EXCERPT:
“Seek and see all the marvels around you. You will get tired of looking at yourself alone,
and that fatigue will make you deaf and blind to everything else.”
― Carlos Castaneda (a Peruvian writer, The Teachings of Don Juan: A Yaqui Way of Knowledge)
Peru has always been on the list of countries I want to visit if I visit South America, mainly because I want to go to Machu Picchu. Almost a decade ago when I visited Ankor Wat, Cambodia in 2008, I was at awe with the ancient civilization when a traveller I’ve met on the road shared with me that I must soon visit Machu Picchu too. I got interested so when I Googled about it, I just can’t stop dreaming of going there since then.
I booked this Peru trip alongside my trips to other South America countries and to Antarctica, it was February and it’s the best time to go to these other countries because it’s summer but I did not know that it was NOT a good time for Peru because it’s rainy season there. When I found out about it, I still include Peru because I don’t want to miss it especially Machu Picchu for this trip so I pushed it through despite of bad weather warnings.
I wasn’t keen to travel solo in Peru, but this will be the part of my trip that I will no longer be with my Travbuddies (whom I came with in Antarctica, Argentina, and Chile) so I invited a LOT of my friends but unfortunately none of them was free to come with me. It came as a surprise because I thought it will be easy to invite anyone to Machu Picchu especially when I’ve done tons of research already for them – like where and when to buy tickets for Machu Picchu, where to stay, how to beat altitude sickness, etc, etc.
I even booked my hotel rooms in twin rooms because I was certain I won’t be alone. So I panicked a bit because if I only knew I will be travelling alone, I will not DIY my plans, I’d rather join a group tour for convenience and safety purposes. But it was too late already to change my plans as I booked my entrance, bus, train tickets, and my hotel rooms.

SOURCE MATERIAL:
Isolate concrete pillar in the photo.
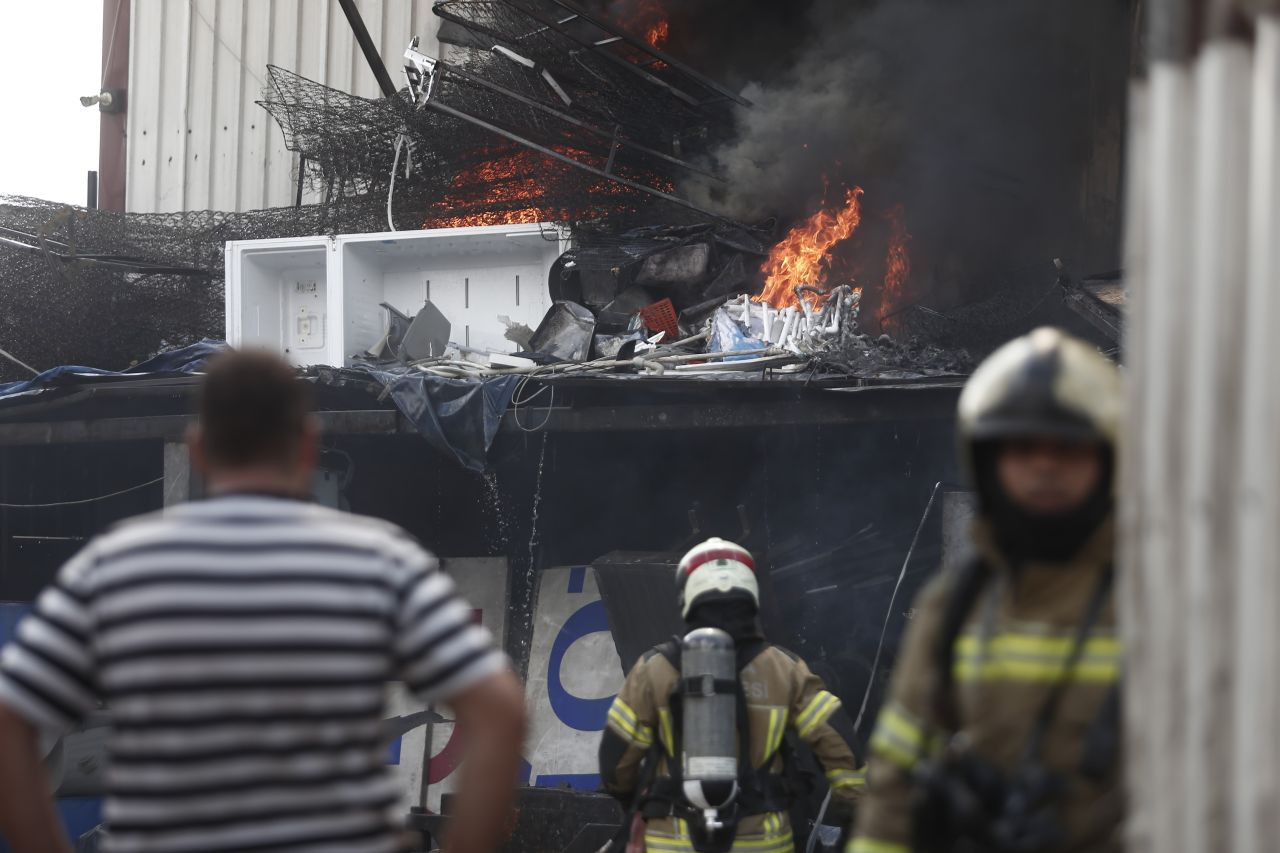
[1120,8,1280,853]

EXERCISE 1: From the Peru travel post, quote the passage starting at "I wasn’t keen" and ending at "my hotel rooms.".
EXERCISE 2:
Answer these questions using the Peru travel post:
(a) In what year did the writer visit Cambodia?
(b) Why was February not a good time for Peru?
(c) What kind of hotel rooms did the writer book?

COMPLETE OUTPUT 1:
I wasn’t keen to travel solo in Peru, but this will be the part of my trip that I will no longer be with my Travbuddies (whom I came with in Antarctica, Argentina, and Chile) so I invited a LOT of my friends but unfortunately none of them was free to come with me. It came as a surprise because I thought it will be easy to invite anyone to Machu Picchu especially when I’ve done tons of research already for them – like where and when to buy tickets for Machu Picchu, where to stay, how to beat altitude sickness, etc, etc.
I even booked my hotel rooms in twin rooms because I was certain I won’t be alone. So I panicked a bit because if I only knew I will be travelling alone, I will not DIY my plans, I’d rather join a group tour for convenience and safety purposes. But it was too late already to change my plans as I booked my entrance, bus, train tickets, and my hotel rooms.

COMPLETE OUTPUT 2:
(a) 2008
(b) It was the rainy season there.
(c) Twin rooms